PROBLEM DETAILS: Show each line of the material below that contains the string "woman".

Dataset records
▼
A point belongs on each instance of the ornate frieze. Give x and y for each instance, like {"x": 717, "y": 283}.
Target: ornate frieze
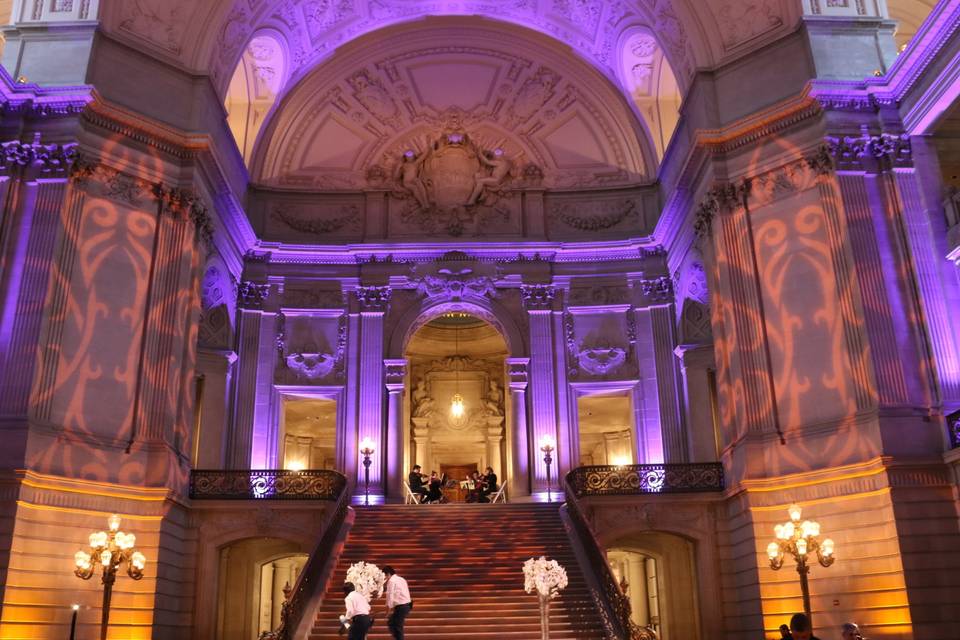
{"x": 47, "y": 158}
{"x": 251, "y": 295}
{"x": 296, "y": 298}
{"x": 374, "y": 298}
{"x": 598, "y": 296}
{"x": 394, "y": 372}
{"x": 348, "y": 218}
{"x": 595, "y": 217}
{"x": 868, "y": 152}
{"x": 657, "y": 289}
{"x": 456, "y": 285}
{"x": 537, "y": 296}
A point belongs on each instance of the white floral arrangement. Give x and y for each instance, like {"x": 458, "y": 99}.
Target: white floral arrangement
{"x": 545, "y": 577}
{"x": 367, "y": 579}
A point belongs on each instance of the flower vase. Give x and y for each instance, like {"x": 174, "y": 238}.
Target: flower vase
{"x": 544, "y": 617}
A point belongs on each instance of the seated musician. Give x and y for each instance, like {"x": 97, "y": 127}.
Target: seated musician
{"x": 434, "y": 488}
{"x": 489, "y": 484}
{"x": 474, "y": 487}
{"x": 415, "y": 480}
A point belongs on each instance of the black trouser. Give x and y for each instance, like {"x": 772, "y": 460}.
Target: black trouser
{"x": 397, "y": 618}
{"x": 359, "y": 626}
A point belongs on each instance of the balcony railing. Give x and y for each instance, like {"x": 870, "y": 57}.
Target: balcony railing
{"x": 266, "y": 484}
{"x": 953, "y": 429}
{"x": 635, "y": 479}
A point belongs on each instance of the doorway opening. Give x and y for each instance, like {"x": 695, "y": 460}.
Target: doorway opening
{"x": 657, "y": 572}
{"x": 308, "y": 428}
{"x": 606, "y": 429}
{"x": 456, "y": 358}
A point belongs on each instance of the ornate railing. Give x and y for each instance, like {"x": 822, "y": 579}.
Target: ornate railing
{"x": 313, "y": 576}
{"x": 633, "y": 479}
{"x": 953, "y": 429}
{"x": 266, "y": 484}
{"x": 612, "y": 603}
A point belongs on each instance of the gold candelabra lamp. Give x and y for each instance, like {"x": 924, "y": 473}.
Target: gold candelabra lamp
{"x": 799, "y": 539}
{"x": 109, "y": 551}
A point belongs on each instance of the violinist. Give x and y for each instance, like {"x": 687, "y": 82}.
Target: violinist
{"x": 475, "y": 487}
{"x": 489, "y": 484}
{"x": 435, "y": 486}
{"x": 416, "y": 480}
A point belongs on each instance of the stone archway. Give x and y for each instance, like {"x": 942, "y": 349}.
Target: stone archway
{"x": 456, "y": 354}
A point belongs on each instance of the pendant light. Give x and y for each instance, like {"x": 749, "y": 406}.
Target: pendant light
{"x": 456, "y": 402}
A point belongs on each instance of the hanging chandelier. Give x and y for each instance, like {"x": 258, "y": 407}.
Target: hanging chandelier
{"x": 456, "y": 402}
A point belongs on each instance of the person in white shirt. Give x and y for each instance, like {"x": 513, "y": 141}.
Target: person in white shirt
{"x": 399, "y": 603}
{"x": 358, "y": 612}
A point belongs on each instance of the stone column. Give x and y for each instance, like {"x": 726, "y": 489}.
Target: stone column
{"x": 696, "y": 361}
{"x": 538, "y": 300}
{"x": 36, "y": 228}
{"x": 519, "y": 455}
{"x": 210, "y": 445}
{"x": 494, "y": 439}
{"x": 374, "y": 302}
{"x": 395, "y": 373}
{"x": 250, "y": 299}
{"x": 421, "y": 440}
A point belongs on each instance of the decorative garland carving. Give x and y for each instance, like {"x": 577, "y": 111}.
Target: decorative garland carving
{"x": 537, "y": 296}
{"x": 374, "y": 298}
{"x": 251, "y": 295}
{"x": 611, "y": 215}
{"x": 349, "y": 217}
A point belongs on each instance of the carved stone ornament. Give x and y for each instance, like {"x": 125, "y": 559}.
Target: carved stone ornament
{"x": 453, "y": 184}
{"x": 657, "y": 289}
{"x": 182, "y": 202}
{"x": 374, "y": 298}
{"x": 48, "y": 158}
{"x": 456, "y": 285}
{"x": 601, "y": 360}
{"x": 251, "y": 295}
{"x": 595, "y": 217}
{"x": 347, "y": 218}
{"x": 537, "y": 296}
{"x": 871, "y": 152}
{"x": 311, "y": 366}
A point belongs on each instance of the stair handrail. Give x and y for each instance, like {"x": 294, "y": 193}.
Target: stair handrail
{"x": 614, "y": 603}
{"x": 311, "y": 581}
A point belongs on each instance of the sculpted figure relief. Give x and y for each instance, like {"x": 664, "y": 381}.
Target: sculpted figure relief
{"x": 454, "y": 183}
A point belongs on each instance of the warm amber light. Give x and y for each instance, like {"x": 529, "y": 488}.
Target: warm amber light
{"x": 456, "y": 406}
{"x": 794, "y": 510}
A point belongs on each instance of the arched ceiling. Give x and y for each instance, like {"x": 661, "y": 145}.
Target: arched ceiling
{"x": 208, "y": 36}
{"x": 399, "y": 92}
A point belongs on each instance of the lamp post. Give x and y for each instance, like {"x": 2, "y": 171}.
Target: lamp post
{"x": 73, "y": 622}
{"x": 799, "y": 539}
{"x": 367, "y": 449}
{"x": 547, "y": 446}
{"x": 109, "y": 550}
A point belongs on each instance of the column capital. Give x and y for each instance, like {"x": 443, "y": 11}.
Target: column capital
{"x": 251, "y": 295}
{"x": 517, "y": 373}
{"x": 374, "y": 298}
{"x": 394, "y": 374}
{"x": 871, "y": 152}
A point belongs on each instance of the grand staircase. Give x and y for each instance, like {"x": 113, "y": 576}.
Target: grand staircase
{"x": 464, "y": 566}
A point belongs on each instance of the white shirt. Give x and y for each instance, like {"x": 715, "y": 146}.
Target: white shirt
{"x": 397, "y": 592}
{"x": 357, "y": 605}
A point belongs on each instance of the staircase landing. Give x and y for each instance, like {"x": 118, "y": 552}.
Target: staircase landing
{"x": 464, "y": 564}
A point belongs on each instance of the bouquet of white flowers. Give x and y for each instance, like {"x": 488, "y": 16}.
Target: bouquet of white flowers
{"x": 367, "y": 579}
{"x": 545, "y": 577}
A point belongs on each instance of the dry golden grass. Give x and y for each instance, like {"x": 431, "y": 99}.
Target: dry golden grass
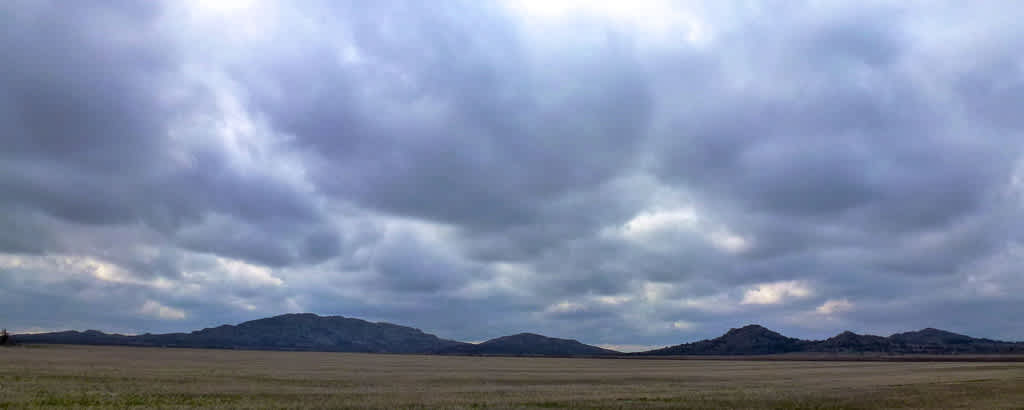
▲
▼
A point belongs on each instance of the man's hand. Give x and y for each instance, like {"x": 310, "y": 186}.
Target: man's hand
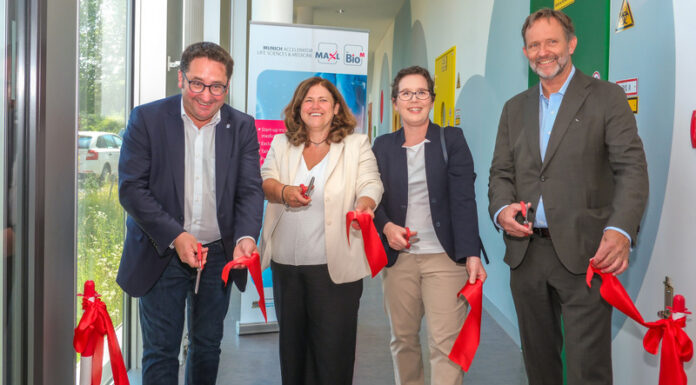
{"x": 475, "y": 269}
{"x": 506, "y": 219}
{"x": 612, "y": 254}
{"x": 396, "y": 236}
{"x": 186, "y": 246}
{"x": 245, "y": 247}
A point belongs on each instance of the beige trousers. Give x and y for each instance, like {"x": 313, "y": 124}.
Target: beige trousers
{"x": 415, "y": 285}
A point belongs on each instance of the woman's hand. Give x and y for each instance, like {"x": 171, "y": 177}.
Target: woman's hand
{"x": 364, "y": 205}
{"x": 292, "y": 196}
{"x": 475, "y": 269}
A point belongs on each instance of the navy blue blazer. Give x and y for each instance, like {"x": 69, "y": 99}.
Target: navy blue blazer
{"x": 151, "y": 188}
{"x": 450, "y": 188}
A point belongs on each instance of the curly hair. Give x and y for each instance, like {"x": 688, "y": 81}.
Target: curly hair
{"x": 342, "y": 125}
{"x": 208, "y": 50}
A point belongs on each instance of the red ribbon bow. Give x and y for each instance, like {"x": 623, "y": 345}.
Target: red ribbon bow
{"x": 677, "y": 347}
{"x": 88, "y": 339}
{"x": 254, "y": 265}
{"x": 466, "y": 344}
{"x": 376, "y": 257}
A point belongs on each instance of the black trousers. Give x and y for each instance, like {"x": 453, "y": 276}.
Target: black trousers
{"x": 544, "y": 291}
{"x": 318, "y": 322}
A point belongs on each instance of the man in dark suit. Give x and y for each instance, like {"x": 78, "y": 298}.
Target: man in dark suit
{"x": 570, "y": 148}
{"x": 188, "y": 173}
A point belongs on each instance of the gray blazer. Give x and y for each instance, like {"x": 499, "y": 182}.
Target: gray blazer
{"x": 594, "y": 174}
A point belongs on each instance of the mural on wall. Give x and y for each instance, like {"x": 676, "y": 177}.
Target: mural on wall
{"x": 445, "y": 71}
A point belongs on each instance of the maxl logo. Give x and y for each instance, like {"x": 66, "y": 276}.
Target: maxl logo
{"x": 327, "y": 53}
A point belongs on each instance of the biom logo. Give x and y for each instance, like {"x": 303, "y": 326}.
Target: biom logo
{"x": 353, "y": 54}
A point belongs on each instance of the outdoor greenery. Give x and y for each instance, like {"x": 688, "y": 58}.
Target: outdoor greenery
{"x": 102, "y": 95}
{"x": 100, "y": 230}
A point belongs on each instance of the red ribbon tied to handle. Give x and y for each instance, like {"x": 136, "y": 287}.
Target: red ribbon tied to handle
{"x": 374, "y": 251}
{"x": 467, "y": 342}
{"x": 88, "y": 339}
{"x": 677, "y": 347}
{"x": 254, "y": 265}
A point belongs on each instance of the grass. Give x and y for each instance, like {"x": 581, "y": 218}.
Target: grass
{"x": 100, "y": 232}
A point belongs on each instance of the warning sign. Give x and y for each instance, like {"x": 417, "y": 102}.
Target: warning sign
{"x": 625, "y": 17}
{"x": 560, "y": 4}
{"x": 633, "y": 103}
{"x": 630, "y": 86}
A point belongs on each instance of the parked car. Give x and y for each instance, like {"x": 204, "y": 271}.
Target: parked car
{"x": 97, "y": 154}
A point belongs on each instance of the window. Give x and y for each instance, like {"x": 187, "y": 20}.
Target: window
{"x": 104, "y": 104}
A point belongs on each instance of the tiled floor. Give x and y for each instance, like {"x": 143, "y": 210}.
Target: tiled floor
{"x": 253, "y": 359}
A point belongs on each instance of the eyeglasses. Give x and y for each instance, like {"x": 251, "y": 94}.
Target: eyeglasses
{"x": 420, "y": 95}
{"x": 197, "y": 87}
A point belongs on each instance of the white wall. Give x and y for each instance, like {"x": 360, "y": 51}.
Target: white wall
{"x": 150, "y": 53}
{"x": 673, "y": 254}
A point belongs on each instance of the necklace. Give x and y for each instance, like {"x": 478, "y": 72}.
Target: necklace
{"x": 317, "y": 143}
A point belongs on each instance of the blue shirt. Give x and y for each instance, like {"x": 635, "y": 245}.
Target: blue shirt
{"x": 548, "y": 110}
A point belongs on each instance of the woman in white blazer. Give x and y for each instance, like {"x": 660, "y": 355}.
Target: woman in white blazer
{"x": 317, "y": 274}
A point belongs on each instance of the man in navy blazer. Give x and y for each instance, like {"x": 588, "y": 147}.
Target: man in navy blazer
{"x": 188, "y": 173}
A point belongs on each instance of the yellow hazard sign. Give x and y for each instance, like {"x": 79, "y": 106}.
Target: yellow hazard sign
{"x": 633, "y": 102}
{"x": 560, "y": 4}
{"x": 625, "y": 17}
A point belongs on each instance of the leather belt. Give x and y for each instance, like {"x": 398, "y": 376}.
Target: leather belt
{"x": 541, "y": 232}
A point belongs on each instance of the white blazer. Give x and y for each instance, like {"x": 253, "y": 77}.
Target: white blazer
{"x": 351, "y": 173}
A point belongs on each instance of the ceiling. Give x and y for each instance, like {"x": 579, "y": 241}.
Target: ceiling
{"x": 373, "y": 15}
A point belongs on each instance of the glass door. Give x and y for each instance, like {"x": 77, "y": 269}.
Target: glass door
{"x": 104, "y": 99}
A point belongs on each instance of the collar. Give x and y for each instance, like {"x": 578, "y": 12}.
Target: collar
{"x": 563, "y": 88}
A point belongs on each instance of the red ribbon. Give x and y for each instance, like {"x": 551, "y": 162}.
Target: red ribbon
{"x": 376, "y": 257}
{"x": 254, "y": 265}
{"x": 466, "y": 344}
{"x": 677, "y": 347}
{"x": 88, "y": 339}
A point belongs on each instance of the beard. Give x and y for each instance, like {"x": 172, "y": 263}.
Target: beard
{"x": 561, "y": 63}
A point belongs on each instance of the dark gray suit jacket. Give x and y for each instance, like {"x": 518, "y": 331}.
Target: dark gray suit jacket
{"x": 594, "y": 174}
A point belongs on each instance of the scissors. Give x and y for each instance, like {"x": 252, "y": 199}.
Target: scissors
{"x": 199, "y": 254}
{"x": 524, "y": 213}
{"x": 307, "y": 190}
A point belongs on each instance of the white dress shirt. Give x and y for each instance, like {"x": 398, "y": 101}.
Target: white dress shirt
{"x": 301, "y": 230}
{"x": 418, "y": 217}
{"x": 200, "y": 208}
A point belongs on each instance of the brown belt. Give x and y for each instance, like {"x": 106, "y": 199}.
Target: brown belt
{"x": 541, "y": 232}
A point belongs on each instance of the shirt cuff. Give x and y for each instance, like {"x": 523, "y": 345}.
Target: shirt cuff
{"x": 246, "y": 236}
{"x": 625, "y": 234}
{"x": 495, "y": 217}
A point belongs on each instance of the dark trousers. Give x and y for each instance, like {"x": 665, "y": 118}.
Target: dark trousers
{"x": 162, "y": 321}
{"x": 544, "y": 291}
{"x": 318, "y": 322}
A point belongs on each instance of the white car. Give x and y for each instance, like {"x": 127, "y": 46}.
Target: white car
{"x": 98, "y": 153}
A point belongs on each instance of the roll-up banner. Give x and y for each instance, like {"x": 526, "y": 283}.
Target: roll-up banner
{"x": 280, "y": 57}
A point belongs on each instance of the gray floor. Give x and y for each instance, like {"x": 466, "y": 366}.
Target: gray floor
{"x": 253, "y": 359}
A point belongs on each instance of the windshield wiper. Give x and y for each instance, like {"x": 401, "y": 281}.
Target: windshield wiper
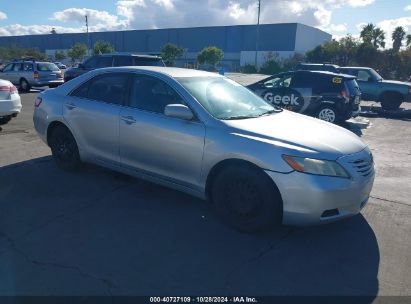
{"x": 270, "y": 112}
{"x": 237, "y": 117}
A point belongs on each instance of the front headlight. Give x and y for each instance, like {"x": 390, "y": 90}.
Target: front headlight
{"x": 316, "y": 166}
▲
WRITTEN RESPONSE:
A point belongs on each instance of the woman's hand. Give x and y for each instance, like {"x": 171, "y": 177}.
Target: woman's hand
A point belongs on each instance of the woman in white blazer. Give x and y for each instance, like {"x": 660, "y": 355}.
Target: woman in white blazer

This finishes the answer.